#### Document excerpt

Influence of Obesity on Vertebral Fracture Prevalence and Vitamin D Status in Postmenopausal Women

A. El Maghraoui; S. Sadni; A. El Maataoui; A. Majjad; A. Rezqi; Z. Ouzzif; A. Mounach

Disclosures

Nutr Metab. 2015;12(44) 

In This Article

Results

Patient Demographics

In this series of 429 women, the mean ± SD (range) age, weight and BMI were 59.5 ± 8.3 (50 to 83) years, 75.8 ± 13.3 (35 to 165) kgs and 29.9 ± 5.2 (14.6 to 50.8) kg/m2, respectively (Table 1). Prevalence of obesity (BMI > 30) was 45.6 % in our population. According to the WHO classification, 90 had osteoporosis (21.0 %) and 252 had osteopenia (58.7 %). None of the women were current smokers while 57 (13.3 %) women reported a history of peripheral fracture after the age of 50. The mean (SD) 25 (OH) D level in this series was 14.5 ng/ml (12.4). Prevalence of hypovitaminosis D was 78.1 % (335/429) for levels < 20 ng/ml and 90.39 (390/429) for levels < 30 ng/ml. Two hundred and twenty four women (52.2 %) had vitamin D deficiency (<10 ng/ml).

Vertebral Visualization and Fracture Identification on VFA

In these 429 women, 62.7 % of vertebrae from T4–L4 and 99 % from T8–L4 were adequately visualized on VFA. The percentage of vertebrae not visualized at T4, T5, and T6 levels was 57.1 %, 35.2 %, and 20.1 % respectively.

VFs were identified in 248 (57.8 %): 172 (40.1 %) had grade 1 and 76 (17.7 %) had grade 2 or 3. Fractures were most common in the mid-thoracic spine and at the thoracolumbar junction.

Comparison between women according to their BMI showed that obese women had a higher lumbar spine and total hip BMD and less proportion of women with osteoporosis and VFs grade 2/3 than lean and overweight women (Table 2).

########
#### Listed records

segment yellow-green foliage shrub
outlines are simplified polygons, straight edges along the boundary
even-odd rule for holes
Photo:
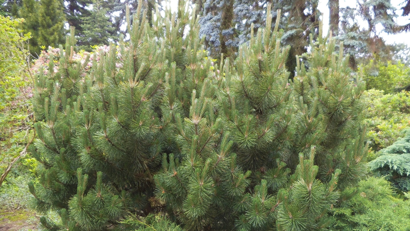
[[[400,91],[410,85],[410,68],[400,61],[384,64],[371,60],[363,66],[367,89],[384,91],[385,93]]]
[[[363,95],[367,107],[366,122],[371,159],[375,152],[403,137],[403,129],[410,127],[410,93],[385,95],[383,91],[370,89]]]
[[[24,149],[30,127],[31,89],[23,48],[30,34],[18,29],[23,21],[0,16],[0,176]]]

########
#### Listed records

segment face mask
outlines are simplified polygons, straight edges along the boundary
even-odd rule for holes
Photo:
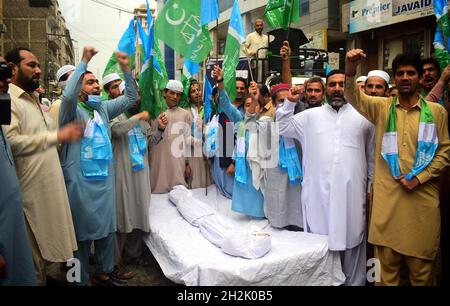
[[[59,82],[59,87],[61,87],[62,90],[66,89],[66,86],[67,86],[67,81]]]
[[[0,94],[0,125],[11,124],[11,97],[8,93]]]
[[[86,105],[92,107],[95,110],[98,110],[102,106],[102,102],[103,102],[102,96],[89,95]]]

########
#### Listed records

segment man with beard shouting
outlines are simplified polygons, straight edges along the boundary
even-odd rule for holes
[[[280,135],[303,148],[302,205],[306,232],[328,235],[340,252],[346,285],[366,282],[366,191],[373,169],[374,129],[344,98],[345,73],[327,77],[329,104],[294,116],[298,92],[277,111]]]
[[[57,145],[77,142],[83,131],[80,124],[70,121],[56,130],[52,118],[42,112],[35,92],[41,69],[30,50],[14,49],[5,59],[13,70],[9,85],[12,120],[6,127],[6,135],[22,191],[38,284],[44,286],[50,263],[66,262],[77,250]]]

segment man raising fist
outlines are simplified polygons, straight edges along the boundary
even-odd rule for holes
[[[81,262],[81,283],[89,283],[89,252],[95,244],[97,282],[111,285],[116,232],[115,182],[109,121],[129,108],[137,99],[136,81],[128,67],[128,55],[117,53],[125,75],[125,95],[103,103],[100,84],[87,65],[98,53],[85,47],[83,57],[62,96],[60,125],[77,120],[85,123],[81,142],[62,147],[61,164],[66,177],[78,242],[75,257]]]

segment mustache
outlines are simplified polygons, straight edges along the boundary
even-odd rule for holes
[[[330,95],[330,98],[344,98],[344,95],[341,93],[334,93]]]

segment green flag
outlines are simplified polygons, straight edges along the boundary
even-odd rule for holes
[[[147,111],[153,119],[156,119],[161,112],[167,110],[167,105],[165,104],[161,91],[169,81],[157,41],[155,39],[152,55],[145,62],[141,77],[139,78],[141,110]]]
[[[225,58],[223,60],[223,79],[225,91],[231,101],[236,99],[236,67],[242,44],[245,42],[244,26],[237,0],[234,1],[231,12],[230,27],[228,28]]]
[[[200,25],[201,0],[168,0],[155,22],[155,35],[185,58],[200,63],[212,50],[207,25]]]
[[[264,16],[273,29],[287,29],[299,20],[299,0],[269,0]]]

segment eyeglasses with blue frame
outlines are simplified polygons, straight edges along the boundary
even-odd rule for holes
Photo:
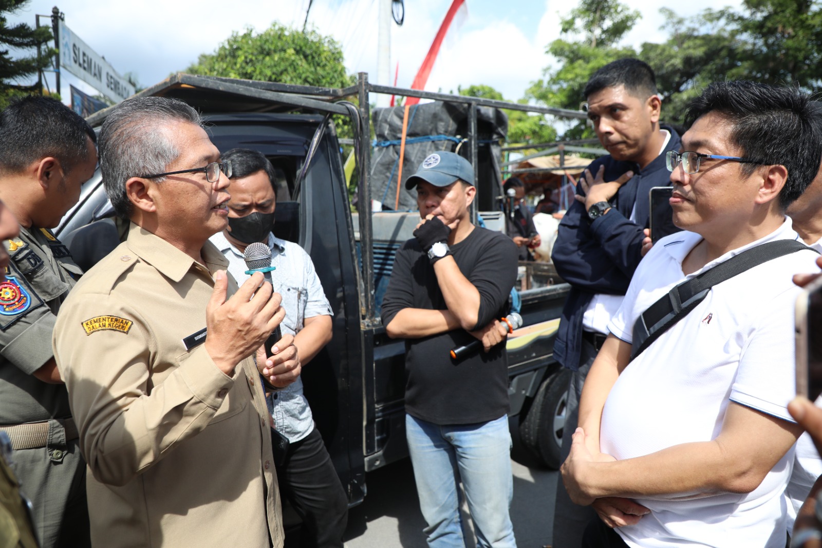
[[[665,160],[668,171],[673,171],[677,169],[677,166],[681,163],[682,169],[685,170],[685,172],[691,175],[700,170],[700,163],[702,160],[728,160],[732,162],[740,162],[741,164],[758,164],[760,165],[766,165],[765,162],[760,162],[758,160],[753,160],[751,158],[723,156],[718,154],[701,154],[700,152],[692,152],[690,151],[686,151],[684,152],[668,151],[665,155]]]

########

__Exercises__
A) Copy from the obesity study excerpt the passage that begins at "Patient Demographics" and ends after "deficiency (<10 ng/ml).".
B) Using the obesity study excerpt, answer these questions:
(i) How many women had osteoporosis under the WHO classification?
(ii) What percentage of vertebrae at the T4 level were not visualized?
(iii) How many women had grade 2 or 3 vertebral fractures?

__Set of answers__
A)
Patient Demographics

In this series of 429 women, the mean ± SD (range) age, weight and BMI were 59.5 ± 8.3 (50 to 83) years, 75.8 ± 13.3 (35 to 165) kgs and 29.9 ± 5.2 (14.6 to 50.8) kg/m2, respectively (Table 1). Prevalence of obesity (BMI > 30) was 45.6 % in our population. According to the WHO classification, 90 had osteoporosis (21.0 %) and 252 had osteopenia (58.7 %). None of the women were current smokers while 57 (13.3 %) women reported a history of peripheral fracture after the age of 50. The mean (SD) 25 (OH) D level in this series was 14.5 ng/ml (12.4). Prevalence of hypovitaminosis D was 78.1 % (335/429) for levels < 20 ng/ml and 90.39 (390/429) for levels < 30 ng/ml. Two hundred and twenty four women (52.2 %) had vitamin D deficiency (<10 ng/ml).

B)
(i) 90 women (21.0 %)
(ii) 57.1 %
(iii) 76 women (17.7 %)